## GOAL
Recast the lines of the listing below, starting with the line containing "of the riverbank" and running through the end of the listing, both ends included, as a JSON list of strings with one string per line and blank lines left out.

[Dataset records]

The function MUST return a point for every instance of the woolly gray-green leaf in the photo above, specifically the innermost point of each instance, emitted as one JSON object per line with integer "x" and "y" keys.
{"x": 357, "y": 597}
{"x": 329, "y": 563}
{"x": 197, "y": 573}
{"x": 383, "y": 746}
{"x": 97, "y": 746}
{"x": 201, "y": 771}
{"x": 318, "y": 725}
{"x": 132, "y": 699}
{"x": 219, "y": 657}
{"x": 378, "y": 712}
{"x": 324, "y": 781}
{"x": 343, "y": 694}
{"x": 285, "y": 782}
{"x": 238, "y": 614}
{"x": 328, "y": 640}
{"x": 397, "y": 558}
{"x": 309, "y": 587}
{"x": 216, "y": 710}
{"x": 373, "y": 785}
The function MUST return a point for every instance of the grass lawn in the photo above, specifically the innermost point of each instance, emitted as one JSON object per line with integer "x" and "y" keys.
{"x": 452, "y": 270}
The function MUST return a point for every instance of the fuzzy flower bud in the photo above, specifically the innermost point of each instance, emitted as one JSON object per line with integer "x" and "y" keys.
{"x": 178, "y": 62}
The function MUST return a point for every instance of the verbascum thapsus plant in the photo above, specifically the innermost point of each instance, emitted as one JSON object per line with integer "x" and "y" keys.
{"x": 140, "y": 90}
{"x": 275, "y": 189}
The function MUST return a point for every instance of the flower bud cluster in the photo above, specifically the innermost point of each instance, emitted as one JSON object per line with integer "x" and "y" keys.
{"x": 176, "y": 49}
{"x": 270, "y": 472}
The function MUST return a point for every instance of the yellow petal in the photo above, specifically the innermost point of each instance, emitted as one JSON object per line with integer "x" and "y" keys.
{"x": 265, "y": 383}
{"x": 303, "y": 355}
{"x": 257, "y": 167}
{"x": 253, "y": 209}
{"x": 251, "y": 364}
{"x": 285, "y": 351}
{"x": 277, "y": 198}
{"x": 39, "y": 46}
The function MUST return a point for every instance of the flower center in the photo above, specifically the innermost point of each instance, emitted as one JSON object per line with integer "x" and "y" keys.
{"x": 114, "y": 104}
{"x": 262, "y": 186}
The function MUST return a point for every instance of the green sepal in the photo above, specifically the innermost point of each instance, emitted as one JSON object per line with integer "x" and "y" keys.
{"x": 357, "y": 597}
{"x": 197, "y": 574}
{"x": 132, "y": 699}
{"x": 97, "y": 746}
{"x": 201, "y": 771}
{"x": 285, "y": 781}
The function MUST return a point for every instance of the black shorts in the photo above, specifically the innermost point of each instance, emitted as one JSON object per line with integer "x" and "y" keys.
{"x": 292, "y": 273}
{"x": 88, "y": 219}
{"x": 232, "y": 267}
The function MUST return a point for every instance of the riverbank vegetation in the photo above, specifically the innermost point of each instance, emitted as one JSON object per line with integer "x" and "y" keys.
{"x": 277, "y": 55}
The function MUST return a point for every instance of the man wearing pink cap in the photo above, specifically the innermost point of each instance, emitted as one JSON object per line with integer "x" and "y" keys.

## OUTPUT OF THE TASK
[
  "The function MUST return a point for every instance of the riverbank vegetation in the photo above, specifically the innermost point of each instance, emitted as one JSON object per line with integer \"x\" and \"y\" keys.",
  "{\"x\": 277, \"y\": 55}",
  "The function MUST return a point for every instance of the man wearing pink cap in the photo above, specifically the innermost point of each instance, emitted as one JSON object per line with integer \"x\" and \"y\" keys."
]